* **PASSAGE PROVIDED**:
++++

St Grandma? Pope Cites the Famous and the ‘Saint Next Door’
Naturally, in a document on the Christian call to holiness, Pope Francis cited a heavenly host of saints – including some whose sainthood causes are ongoing and some who probably will never be canonised.
“A great cloud of witnesses,” he said, encourages each Christian to take steps toward holiness. “These witnesses may include our own mothers, grandmothers or other loved ones,” he wrote.
In “Gaudete et Exsultate” (“Rejoice and Be Glad”), the apostolic exhortation on holiness, Pope Francis quoted a myriad of experts – canonised saints – on the striving for holiness but, like much of the document, many of those quotations offered very practical advice rather than lofty thoughts.
St Thomas Moore Prayer
In a footnote about how saints are happy and usually have a good sense of humour, Pope France quoted a prayer attributed to the English martyr, St. Thomas More:
“Grant me, O Lord, good digestion, and also something to digest. Grant me a healthy body, and the necessary good humour to maintain it. Grant me a simple soul that knows to treasure all that is good and that doesn’t frighten easily at the sight of evil, but rather finds the means to put things back in their place. Give me a soul that knows not boredom, grumbling, sighs and laments, nor excess of stress, because of that obstructing thing called ‘I.’ Grant me, O Lord, a sense of good humour. Allow me the grace to be able to take a joke and to discover in life a bit of joy, and to be able to share it with others.”
St. Ignatius of Loyola, the founder of the Jesuits, appeared repeatedly in the document, as did St. Francis of Assisi, St. Teresa of Kolkata, St. Teresa of Avila, St. Therese of Lisieux and St. John Paul II.
But Pope Francis also highlighted advice from the late Vietnamese Cardinal Francois-Xavier Nguyen van Thuan, whom the pope declared venerable in 2017. The Vietnamese cardinal had spent 13 years in prison under his country’s communist regime – nine of those years in solitary confinement.

++++

* **DATA BLOCK**:
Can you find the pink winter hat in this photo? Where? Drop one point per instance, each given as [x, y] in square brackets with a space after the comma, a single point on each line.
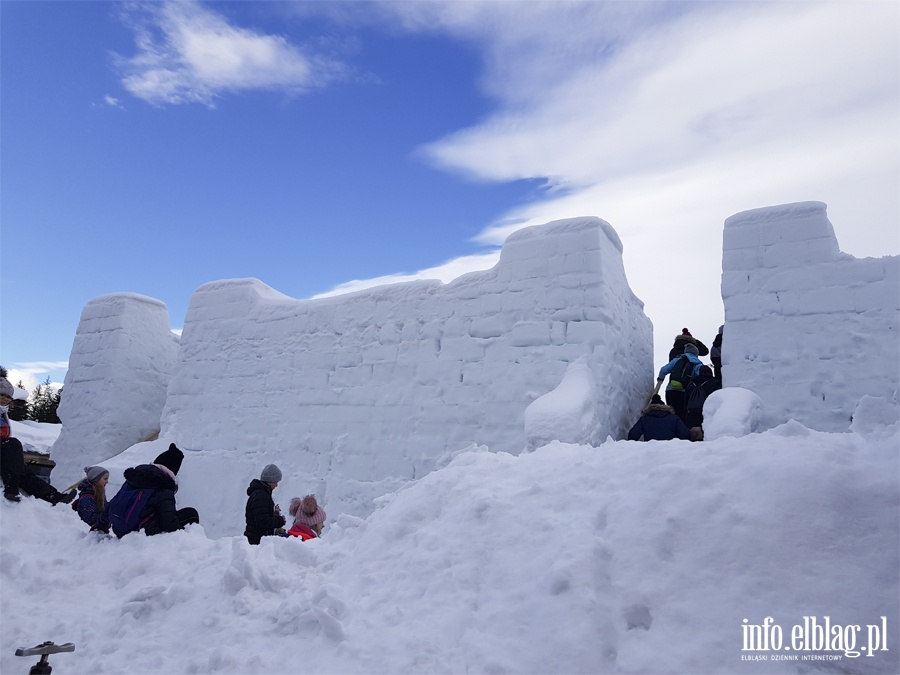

++++

* **AIM 1**:
In the article, rewrite the paragraph that begins "But Pope Francis also highlighted" as a short bulleted list that keeps its main facts.
* **AIM 2**:
Summarize the article in two sentences.
* **AIM 3**:
From the article, extract the passage that begins at the words "St Grandma? Pope" and stops after "than lofty thoughts.", copying it word for word.

* **TASK RESULT 1**:
- Pope Francis also highlighted advice from the late Vietnamese Cardinal Francois-Xavier Nguyen van Thuan.
- The pope declared the cardinal venerable in 2017.
- The cardinal spent 13 years in prison under Vietnam's communist regime.
- Nine of those years were in solitary confinement.

* **TASK RESULT 2**:
In "Gaudete et Exsultate," his apostolic exhortation on holiness, Pope Francis cited many saints, including some whose sainthood causes are ongoing and some who will probably never be canonized, and wrote that such witnesses may include our own mothers, grandmothers or other loved ones. Many of the quotations offered practical advice, such as a prayer attributed to St. Thomas More asking for good humor, and the document also drew on the late Vietnamese Cardinal Francois-Xavier Nguyen van Thuan, who spent 13 years in prison under his country's communist regime.

* **TASK RESULT 3**:
St Grandma? Pope Cites the Famous and the ‘Saint Next Door’
Naturally, in a document on the Christian call to holiness, Pope Francis cited a heavenly host of saints – including some whose sainthood causes are ongoing and some who probably will never be canonised.
“A great cloud of witnesses,” he said, encourages each Christian to take steps toward holiness. “These witnesses may include our own mothers, grandmothers or other loved ones,” he wrote.
In “Gaudete et Exsultate” (“Rejoice and Be Glad”), the apostolic exhortation on holiness, Pope Francis quoted a myriad of experts – canonised saints – on the striving for holiness but, like much of the document, many of those quotations offered very practical advice rather than lofty thoughts.